** BEGIN Given data **

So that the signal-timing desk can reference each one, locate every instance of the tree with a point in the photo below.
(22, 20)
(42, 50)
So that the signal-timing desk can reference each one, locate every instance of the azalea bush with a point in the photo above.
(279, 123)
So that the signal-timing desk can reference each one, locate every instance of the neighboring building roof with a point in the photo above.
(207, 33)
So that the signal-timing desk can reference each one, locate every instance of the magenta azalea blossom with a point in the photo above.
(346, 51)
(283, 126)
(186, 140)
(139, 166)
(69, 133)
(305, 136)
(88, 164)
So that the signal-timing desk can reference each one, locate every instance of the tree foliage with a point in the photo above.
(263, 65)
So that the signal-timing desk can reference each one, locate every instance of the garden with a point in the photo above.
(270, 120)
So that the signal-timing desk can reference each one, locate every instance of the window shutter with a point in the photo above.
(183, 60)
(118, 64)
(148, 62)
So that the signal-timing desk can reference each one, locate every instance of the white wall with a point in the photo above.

** END Given data **

- **Task prompt**: Your task is to transcribe the material exactly.

- **Answer below**:
So that the signal-timing desk can reference each one, locate every instance of the tree with a point in the photo below.
(22, 20)
(42, 50)
So that the signal-timing desk can reference each one, locate every instance of the azalea bush with a point in the photo above.
(279, 123)
So that the signal-timing desk can reference each one, locate every instance of the neighboring building roof with a point in the photo above.
(207, 33)
So that the signal-timing desk can reference each one, locate every instance of the magenta azalea blossom with a point in the photo above.
(346, 51)
(283, 126)
(186, 140)
(139, 166)
(69, 133)
(305, 136)
(88, 164)
So that the signal-timing desk can reference each one, locate every instance of the tree foliage with a point in the photo above.
(263, 65)
So that the signal-timing desk can reference each one, locate every instance of the garden with a point in the photo above.
(270, 120)
So that the signal-timing desk can reference each one, locate every instance of the window shutter with a point in the photo above.
(183, 60)
(118, 64)
(148, 62)
So that the signal-timing desk can reference each one, locate every instance of the white wall with a point in the photo above.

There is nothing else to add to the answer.